# Solved: SBC Yahoo! DSL



## 2praisehim (Jun 7, 2005)

Hey! Has anyone used SBC's DSL service. They have a special on now for $14.95/mo. for a year. Please let me know what you think of the service if you are using now or have tried it. Thanks a lot!

Bob


----------



## brendandonhu (Jul 8, 2002)

http://www.broadbandreports.com/reviews/2400


----------



## Tapeuup (Apr 6, 2005)

2praisehim, welcome! well, I'm not fortunate enough to get it in my area & wouldn't really care how the service was for that price! I would say "if you can get it, GET IT!" :up: 
speed for the price of dial-up, you can't go wrong! I pay $42 a month for the advertised speed & am waiting for it to hit my area!


----------



## jrnetwork (Aug 10, 2005)

The $14.99/m offer is only for a year. After that they charge $30/m. Since when you sign up you enter into a two year contract, you cant get out of it after your year is up. Speeds of up to 1.5Mbps is good, unfortunately, that speed can only be reached if you live in a rural town and are lucky enough to have DSL service available. If you live in a big city, you're more likely to get 512Kbps. Also there are alot of hidden fees and you'll end up paying about $25/m in certain areas. For a complete list go to www.yahool.com/dsl Go to the very bottom and read the fine print, its all there (its like 2 pages worth of fine print so make sure u have time and are insterested enough to stay awake). So if you're willing to pay $25 for DSL for the first year, then (if the same fees apply) $40 for the year after and so on, go for it. However, just like you suspected, the $15/m deal was too good to be true.


----------



## CouchMaster (May 26, 2003)

Link doesn't work...


----------



## Tapeuup (Apr 6, 2005)

jrnetwork, thanks for all that info! I learned something! BTW that link goes to "Sorry, the page you requested was not found." or may just be my browser.


----------



## brendandonhu (Jul 8, 2002)

Link works for me.


----------



## jrnetwork (Aug 10, 2005)

Try putting .html at the end of that. Some older browsers dont automatically fill it in for you.


----------



## brendandonhu (Jul 8, 2002)

Ohh, I thought they were talking about my link.
Your link isn't working for me, even with .html at the end.


----------



## jrnetwork (Aug 10, 2005)

Im sorry. I didnt notice. Its www.sbc.com/dsl not yahoo. Try that


----------



## brendandonhu (Jul 8, 2002)

That's better


----------



## Lorusso (Dec 28, 2004)

I hate it. I disconnect at least 20 times a day(not kidding), and sometimes for over 15 minutes. Its rather annoying!


----------



## Tapeuup (Apr 6, 2005)

Lorusso said:


> I hate it. I disconnect at least 20 times a day(not kidding), and sometimes for over 15 minutes. Its rather annoying!

Goal of the exercise: Copy out, word for word, everything in the SBC DSL thread from "jrnetwork, thanks for" down to "works for me.".

Data shown:
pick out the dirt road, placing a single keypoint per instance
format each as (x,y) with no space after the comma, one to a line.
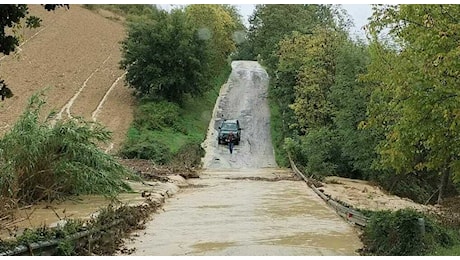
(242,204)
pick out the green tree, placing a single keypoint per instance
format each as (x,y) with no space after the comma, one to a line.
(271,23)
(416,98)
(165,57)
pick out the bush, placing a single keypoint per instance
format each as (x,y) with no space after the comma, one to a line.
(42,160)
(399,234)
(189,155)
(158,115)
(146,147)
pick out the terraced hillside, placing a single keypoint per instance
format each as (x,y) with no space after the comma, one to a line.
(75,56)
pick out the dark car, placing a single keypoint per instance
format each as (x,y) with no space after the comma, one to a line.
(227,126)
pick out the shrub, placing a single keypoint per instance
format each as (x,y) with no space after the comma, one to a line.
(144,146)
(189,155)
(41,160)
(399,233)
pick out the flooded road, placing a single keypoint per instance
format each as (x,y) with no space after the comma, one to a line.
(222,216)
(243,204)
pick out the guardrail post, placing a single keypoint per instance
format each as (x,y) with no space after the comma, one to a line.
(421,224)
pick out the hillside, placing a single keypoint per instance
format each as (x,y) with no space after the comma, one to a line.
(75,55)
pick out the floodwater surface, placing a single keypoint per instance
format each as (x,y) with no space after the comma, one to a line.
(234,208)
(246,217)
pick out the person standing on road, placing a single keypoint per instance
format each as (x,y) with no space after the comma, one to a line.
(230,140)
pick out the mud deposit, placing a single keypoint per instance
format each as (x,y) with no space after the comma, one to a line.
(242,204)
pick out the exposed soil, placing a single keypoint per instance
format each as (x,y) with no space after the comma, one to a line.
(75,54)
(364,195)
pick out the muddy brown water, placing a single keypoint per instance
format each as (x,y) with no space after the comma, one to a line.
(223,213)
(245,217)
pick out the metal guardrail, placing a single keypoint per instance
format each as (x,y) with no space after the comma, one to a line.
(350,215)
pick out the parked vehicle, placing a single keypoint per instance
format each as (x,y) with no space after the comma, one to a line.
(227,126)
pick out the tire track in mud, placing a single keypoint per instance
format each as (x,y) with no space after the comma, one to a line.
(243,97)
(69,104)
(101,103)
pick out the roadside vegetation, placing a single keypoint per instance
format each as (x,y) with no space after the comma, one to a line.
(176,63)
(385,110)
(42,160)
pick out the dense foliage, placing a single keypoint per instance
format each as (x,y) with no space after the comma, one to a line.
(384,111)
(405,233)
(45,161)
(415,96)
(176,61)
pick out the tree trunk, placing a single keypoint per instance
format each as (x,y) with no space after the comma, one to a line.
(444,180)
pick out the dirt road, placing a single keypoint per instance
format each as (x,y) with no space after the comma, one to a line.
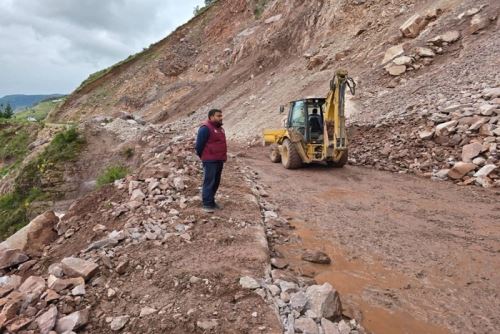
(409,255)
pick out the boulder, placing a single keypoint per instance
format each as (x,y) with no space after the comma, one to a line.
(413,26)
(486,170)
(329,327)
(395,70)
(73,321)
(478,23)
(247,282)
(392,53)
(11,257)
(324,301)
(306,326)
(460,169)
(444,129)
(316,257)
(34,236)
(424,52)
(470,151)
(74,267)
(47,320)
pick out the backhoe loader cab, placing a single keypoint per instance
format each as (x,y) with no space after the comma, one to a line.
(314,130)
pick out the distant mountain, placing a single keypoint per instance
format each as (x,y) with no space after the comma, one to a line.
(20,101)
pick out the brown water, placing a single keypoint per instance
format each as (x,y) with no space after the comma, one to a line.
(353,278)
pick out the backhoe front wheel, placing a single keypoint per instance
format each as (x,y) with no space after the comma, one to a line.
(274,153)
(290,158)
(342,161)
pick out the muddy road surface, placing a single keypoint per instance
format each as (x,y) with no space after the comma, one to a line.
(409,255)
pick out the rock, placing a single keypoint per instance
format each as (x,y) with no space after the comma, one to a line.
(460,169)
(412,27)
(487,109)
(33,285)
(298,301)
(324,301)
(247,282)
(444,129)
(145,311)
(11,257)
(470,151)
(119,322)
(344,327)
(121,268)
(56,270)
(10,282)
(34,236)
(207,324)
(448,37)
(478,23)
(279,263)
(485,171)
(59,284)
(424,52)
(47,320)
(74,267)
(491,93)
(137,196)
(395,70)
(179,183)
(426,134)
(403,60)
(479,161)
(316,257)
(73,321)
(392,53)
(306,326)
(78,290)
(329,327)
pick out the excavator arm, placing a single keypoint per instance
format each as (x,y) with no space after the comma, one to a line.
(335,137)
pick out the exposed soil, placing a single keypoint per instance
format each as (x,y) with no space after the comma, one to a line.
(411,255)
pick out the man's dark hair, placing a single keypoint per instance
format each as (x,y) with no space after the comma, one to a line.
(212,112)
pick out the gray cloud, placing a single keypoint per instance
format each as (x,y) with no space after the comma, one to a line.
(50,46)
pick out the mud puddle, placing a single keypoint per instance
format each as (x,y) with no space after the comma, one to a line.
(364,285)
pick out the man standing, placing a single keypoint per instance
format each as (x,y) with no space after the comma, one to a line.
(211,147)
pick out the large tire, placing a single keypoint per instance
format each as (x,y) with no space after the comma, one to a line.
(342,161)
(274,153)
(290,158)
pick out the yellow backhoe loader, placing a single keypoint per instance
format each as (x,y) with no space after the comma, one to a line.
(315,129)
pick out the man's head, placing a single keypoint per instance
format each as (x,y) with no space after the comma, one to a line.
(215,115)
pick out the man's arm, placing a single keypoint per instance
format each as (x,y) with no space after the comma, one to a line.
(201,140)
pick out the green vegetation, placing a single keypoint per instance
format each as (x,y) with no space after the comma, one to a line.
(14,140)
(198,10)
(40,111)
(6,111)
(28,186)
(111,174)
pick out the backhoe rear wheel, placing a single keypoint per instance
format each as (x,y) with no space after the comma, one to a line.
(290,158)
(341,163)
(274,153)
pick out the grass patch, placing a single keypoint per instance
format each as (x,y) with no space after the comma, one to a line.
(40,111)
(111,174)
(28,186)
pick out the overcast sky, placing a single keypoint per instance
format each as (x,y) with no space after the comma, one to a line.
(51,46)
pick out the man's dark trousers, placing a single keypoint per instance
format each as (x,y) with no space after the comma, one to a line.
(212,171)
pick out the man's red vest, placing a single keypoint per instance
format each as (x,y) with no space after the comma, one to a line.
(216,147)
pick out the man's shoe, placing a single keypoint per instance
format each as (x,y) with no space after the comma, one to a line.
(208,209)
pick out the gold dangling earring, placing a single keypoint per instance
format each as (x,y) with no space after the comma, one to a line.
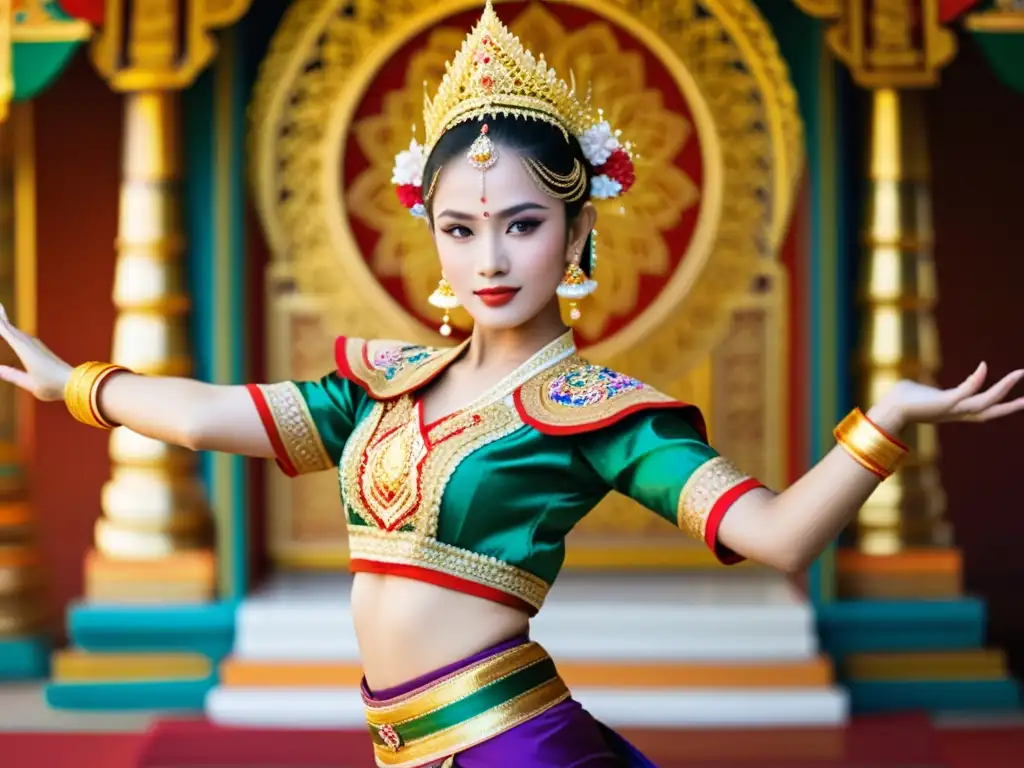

* * *

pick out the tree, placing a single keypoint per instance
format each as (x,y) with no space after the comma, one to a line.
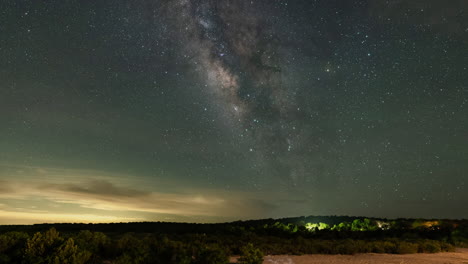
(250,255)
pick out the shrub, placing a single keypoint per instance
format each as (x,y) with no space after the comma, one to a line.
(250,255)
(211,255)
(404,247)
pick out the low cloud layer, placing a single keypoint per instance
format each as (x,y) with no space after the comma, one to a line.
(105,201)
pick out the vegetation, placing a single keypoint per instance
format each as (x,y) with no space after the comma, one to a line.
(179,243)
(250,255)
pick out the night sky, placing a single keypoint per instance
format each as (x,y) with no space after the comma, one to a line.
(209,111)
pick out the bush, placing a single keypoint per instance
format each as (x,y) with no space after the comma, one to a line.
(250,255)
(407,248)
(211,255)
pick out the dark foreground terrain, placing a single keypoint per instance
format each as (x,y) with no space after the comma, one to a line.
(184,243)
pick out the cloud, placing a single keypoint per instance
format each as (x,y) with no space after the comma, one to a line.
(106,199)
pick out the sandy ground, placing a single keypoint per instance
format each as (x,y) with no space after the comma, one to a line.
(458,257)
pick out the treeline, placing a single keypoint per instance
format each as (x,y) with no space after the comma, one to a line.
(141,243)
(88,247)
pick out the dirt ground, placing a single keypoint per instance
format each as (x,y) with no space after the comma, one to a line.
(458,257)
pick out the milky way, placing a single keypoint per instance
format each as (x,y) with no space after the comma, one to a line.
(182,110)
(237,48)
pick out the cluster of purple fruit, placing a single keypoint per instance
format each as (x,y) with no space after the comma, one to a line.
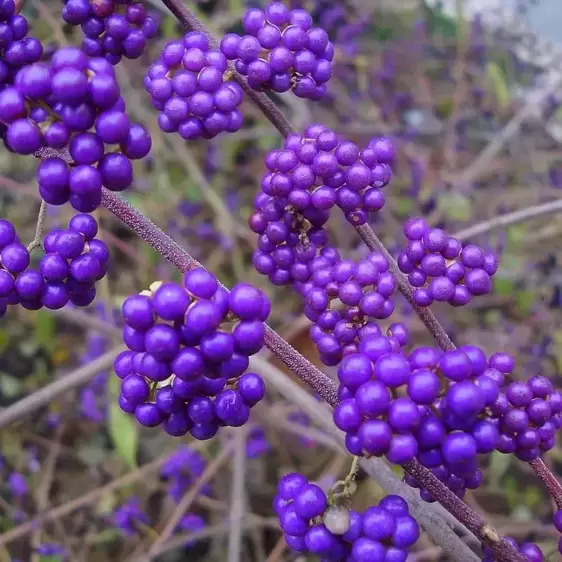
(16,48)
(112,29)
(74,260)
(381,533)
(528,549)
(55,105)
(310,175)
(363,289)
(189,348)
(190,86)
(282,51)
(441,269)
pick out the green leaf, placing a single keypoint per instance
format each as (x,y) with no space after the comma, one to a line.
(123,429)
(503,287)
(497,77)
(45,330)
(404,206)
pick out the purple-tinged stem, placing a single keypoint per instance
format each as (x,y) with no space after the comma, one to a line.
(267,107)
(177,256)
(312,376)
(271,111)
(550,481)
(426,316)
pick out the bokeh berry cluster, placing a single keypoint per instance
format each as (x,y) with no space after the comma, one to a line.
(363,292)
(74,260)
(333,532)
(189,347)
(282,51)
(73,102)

* * *

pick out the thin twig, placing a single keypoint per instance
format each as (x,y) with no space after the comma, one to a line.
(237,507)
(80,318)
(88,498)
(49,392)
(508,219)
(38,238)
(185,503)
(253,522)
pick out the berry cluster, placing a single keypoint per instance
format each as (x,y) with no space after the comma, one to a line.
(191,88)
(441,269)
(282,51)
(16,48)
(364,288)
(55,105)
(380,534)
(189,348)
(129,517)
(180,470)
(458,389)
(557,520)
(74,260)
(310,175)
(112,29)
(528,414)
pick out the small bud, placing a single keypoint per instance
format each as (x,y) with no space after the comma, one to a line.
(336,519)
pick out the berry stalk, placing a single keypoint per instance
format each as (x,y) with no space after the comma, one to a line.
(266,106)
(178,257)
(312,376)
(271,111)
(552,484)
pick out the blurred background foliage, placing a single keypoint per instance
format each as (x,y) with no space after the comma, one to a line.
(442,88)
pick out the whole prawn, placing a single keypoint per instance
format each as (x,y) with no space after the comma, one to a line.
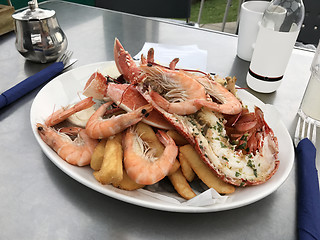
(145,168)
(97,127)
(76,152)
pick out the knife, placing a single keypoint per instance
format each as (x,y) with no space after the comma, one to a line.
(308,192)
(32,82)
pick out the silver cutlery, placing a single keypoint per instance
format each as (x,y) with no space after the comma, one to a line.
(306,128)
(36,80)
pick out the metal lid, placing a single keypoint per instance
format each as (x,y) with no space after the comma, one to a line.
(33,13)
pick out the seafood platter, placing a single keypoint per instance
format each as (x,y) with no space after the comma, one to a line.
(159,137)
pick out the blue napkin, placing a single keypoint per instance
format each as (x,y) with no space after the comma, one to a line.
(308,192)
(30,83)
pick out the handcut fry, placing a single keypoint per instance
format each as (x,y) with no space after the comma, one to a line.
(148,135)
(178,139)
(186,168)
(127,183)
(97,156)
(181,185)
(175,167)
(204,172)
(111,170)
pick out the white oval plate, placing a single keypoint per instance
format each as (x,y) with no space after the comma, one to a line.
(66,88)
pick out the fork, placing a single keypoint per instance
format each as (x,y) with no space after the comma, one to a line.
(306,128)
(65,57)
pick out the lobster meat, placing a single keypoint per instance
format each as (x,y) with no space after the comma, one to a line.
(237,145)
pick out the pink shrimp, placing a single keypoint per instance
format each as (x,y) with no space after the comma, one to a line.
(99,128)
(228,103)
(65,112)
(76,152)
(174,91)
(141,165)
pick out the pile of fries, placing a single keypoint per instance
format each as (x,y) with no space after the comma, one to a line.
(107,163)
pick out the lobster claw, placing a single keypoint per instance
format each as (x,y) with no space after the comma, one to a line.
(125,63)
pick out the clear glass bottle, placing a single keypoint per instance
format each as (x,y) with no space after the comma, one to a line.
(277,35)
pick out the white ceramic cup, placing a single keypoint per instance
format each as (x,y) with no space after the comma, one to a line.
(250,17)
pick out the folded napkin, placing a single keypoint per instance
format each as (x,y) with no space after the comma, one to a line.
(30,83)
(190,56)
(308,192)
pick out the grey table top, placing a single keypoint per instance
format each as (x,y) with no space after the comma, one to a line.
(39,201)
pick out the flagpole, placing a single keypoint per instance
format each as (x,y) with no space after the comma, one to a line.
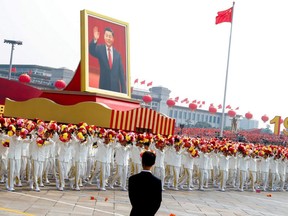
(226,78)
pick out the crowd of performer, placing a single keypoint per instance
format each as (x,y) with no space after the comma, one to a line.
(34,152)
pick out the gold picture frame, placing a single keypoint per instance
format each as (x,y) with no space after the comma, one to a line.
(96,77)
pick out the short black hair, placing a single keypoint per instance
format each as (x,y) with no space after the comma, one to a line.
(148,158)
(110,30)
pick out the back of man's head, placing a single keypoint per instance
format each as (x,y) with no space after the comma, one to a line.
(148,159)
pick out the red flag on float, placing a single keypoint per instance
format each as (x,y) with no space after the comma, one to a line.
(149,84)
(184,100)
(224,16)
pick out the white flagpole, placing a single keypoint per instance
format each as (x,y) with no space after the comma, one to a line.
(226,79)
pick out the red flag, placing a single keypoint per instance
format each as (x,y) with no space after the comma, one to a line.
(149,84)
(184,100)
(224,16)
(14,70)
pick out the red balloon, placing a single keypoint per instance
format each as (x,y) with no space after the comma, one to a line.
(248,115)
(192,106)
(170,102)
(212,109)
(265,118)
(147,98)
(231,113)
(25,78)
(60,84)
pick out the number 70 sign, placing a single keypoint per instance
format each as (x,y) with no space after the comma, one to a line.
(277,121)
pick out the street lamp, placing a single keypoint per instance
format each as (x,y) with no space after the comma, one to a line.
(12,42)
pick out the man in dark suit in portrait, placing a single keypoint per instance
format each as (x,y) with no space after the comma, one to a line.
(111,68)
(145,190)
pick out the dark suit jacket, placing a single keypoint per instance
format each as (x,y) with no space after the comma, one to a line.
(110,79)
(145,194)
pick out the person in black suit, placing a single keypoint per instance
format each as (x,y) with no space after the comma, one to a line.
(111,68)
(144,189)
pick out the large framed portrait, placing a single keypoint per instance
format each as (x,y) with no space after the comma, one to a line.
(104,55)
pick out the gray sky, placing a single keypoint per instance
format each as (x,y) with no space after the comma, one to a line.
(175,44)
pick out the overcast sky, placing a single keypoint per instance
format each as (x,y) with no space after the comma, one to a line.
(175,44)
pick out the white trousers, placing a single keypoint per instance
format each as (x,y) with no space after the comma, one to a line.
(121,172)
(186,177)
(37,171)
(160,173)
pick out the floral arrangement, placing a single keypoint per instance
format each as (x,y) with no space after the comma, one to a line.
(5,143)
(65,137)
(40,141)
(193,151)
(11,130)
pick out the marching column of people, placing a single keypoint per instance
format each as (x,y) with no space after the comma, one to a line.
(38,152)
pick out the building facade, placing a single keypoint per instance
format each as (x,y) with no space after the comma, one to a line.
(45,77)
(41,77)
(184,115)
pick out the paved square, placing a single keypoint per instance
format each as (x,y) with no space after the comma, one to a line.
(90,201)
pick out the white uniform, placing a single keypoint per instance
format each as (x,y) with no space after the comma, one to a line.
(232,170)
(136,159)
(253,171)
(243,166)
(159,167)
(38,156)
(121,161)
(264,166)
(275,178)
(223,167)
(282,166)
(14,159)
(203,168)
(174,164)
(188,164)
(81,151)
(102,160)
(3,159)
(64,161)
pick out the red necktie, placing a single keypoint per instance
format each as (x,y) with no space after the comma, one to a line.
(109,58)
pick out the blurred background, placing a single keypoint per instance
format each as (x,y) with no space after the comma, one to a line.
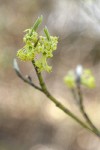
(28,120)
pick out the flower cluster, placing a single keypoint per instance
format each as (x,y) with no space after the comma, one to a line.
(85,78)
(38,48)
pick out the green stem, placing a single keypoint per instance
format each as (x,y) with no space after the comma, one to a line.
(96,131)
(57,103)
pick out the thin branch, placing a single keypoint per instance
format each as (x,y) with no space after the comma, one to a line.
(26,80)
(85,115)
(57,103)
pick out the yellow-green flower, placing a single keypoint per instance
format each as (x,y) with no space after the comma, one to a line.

Response to this exercise:
jrnetwork, thanks for all that info! I learned something! BTW that link goes to "Sorry, the page you requested was not found." or may just be my browser.


----------



## brendandonhu (Jul 8, 2002)

Link works for me.